> To do: Which lines in the records below contain the string "wheel"? List each of those lines in full, matching case exactly.

> Labeled-object pointing entries:
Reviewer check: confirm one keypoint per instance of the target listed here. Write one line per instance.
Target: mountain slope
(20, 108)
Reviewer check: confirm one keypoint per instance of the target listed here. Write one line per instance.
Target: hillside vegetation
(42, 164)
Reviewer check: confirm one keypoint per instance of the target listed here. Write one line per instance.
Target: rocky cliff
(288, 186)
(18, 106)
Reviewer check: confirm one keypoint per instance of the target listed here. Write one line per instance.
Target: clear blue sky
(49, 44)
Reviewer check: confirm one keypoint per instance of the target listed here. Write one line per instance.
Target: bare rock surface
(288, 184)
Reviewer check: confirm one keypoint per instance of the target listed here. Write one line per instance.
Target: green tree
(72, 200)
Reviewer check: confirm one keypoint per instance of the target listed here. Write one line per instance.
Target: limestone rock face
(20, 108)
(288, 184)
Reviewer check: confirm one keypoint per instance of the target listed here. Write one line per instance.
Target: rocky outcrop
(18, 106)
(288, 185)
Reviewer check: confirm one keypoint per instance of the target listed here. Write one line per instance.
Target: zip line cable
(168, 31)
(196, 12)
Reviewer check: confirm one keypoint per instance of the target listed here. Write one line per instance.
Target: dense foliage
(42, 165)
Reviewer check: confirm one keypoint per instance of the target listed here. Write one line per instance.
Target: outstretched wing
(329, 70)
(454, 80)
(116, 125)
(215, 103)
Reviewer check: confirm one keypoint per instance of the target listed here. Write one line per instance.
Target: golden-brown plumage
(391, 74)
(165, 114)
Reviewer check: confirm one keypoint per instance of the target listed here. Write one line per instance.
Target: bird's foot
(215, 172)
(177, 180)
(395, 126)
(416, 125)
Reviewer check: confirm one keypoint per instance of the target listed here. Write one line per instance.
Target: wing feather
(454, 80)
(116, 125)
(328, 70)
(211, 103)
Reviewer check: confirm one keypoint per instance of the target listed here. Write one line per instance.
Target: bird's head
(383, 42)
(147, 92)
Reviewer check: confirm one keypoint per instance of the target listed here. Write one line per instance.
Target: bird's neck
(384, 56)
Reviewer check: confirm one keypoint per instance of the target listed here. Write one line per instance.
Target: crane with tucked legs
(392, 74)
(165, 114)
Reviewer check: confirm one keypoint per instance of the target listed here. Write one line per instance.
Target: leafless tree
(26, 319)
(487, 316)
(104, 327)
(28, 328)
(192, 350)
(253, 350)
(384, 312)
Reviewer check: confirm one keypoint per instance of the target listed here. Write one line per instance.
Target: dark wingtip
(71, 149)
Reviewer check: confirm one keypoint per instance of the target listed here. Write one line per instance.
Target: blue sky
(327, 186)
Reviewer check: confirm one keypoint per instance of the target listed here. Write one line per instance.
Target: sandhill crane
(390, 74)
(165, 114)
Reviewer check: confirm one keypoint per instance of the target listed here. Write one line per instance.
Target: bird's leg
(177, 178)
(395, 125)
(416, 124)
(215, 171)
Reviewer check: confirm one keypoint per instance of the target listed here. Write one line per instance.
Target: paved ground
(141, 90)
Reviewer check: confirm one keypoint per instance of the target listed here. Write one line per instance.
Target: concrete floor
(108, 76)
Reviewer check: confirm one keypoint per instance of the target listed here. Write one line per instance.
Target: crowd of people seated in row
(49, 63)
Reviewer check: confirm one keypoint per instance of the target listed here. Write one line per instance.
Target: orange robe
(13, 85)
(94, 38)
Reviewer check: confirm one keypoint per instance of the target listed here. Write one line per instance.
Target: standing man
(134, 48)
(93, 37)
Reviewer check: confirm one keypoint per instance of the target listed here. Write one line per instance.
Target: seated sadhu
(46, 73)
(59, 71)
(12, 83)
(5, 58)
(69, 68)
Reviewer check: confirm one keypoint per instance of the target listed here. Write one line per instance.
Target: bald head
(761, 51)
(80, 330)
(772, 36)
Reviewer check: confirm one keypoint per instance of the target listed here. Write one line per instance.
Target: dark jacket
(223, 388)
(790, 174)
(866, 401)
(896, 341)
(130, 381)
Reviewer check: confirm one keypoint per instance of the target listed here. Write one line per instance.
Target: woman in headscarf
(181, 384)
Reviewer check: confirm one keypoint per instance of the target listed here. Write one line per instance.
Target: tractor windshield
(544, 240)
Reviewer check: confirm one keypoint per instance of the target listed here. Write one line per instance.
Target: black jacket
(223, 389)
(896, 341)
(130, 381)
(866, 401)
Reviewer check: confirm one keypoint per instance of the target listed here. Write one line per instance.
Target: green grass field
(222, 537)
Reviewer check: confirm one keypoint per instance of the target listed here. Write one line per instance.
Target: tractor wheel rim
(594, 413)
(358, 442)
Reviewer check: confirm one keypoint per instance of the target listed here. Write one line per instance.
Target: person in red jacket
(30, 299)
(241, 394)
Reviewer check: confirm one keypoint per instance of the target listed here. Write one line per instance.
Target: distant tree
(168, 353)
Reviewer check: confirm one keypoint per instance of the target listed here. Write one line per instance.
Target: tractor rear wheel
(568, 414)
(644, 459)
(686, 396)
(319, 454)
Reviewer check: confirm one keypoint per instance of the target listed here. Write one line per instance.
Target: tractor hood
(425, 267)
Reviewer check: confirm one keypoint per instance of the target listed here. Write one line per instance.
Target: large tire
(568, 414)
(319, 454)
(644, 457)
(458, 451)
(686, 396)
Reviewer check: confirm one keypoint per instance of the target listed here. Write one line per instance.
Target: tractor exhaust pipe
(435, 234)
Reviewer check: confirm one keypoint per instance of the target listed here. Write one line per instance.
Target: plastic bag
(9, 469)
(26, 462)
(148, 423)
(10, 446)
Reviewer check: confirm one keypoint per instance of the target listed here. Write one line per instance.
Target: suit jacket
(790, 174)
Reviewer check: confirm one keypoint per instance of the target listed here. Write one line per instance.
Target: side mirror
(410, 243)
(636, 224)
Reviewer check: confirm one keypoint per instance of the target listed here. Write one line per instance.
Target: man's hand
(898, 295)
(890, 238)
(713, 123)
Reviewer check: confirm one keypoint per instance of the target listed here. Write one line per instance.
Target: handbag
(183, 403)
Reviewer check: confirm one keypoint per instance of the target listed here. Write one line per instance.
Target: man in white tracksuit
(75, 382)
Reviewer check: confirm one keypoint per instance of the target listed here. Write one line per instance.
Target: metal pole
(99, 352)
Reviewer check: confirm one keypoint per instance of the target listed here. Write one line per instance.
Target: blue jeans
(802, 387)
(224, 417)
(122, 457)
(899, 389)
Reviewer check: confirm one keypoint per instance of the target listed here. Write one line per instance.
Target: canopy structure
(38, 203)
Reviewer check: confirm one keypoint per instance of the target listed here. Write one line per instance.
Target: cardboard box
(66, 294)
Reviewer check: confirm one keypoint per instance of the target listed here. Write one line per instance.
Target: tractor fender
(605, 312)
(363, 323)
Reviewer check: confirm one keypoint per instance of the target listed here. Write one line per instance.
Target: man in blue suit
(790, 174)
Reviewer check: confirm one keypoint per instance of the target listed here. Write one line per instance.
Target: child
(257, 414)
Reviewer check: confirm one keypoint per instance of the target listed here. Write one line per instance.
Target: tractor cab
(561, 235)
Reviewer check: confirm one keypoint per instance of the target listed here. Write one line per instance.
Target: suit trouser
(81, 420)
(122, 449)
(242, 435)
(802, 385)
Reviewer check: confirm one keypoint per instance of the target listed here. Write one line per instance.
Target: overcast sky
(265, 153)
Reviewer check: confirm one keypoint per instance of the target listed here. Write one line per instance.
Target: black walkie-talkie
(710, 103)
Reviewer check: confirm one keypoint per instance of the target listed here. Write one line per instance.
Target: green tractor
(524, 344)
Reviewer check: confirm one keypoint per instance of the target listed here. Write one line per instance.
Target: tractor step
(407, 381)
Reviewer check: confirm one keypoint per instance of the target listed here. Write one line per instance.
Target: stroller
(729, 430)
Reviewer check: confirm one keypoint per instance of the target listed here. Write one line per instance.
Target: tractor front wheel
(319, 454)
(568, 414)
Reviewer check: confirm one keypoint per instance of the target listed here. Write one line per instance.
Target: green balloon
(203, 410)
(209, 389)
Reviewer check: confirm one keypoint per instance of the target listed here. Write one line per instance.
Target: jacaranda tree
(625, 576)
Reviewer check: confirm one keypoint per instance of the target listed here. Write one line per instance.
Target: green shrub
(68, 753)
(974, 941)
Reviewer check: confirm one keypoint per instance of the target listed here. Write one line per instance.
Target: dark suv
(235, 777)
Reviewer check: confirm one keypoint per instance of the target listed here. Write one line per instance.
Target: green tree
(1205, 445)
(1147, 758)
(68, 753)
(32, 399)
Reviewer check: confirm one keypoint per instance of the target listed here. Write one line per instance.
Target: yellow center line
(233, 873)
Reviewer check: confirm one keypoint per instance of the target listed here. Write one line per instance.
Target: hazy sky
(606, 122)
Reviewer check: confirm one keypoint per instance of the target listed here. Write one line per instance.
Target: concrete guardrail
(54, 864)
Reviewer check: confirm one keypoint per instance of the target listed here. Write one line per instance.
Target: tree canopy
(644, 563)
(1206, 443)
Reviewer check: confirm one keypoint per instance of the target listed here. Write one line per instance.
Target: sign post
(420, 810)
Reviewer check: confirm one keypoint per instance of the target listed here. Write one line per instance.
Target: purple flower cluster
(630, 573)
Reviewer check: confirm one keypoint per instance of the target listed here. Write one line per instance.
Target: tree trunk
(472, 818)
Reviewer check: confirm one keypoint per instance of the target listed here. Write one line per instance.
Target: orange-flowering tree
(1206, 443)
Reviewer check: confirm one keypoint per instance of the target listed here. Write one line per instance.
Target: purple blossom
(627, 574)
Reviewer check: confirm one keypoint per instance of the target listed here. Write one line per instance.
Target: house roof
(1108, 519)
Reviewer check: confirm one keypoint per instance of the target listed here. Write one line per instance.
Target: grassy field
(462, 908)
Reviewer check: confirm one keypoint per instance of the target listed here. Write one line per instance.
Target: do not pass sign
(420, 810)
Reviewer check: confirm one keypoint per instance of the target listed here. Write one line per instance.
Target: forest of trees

> Final result:
Target: tractor wheel rim
Target: tractor rear wheel
Target: tractor front wheel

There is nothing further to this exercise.